**What the task requires**. What is needed is a verbatim copy of the data, minus the pictures.

**Data**.
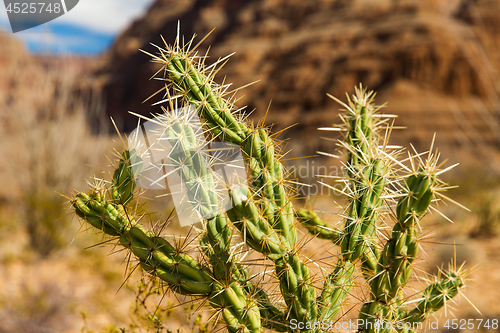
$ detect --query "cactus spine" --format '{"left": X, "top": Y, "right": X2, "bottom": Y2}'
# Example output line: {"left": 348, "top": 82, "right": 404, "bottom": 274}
{"left": 298, "top": 87, "right": 467, "bottom": 332}
{"left": 70, "top": 31, "right": 468, "bottom": 333}
{"left": 155, "top": 45, "right": 316, "bottom": 328}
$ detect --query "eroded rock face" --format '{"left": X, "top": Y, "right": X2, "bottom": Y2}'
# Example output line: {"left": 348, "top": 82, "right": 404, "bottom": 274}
{"left": 93, "top": 0, "right": 500, "bottom": 169}
{"left": 0, "top": 32, "right": 95, "bottom": 133}
{"left": 0, "top": 32, "right": 38, "bottom": 109}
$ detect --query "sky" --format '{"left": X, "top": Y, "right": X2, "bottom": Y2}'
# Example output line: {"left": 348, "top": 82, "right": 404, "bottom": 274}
{"left": 0, "top": 0, "right": 155, "bottom": 55}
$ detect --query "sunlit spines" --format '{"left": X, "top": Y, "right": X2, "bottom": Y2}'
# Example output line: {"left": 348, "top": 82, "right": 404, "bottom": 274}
{"left": 404, "top": 262, "right": 468, "bottom": 324}
{"left": 295, "top": 209, "right": 342, "bottom": 243}
{"left": 317, "top": 260, "right": 356, "bottom": 323}
{"left": 72, "top": 186, "right": 214, "bottom": 296}
{"left": 275, "top": 252, "right": 317, "bottom": 325}
{"left": 66, "top": 25, "right": 474, "bottom": 332}
{"left": 111, "top": 150, "right": 141, "bottom": 205}
{"left": 148, "top": 34, "right": 296, "bottom": 241}
{"left": 367, "top": 166, "right": 436, "bottom": 305}
{"left": 147, "top": 31, "right": 321, "bottom": 329}
{"left": 306, "top": 84, "right": 469, "bottom": 333}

**Answer section**.
$ detect --query "cactus spine" --format '{"left": X, "top": Y, "right": X2, "bottom": Y2}'
# Example output line: {"left": 348, "top": 82, "right": 404, "bottom": 274}
{"left": 298, "top": 87, "right": 467, "bottom": 332}
{"left": 70, "top": 31, "right": 468, "bottom": 333}
{"left": 155, "top": 45, "right": 316, "bottom": 328}
$ detect --query "eroded rock face" --format '{"left": X, "top": Y, "right": X2, "bottom": Y2}'
# Example output line: {"left": 348, "top": 82, "right": 404, "bottom": 274}
{"left": 93, "top": 0, "right": 500, "bottom": 169}
{"left": 0, "top": 32, "right": 95, "bottom": 133}
{"left": 0, "top": 32, "right": 38, "bottom": 109}
$ detect --query "sky" --format '{"left": X, "top": Y, "right": X2, "bottom": Y2}'
# Example output line: {"left": 348, "top": 82, "right": 404, "bottom": 274}
{"left": 0, "top": 0, "right": 155, "bottom": 55}
$ detect --query "sunlit spines" --format '{"left": X, "top": Y, "right": X2, "bottom": Y2}'
# Example output line: {"left": 348, "top": 82, "right": 404, "bottom": 274}
{"left": 404, "top": 262, "right": 468, "bottom": 324}
{"left": 295, "top": 209, "right": 342, "bottom": 243}
{"left": 317, "top": 260, "right": 356, "bottom": 323}
{"left": 72, "top": 186, "right": 214, "bottom": 296}
{"left": 275, "top": 252, "right": 317, "bottom": 325}
{"left": 66, "top": 25, "right": 474, "bottom": 332}
{"left": 111, "top": 150, "right": 141, "bottom": 205}
{"left": 148, "top": 34, "right": 296, "bottom": 241}
{"left": 367, "top": 166, "right": 436, "bottom": 305}
{"left": 147, "top": 31, "right": 321, "bottom": 329}
{"left": 306, "top": 84, "right": 469, "bottom": 333}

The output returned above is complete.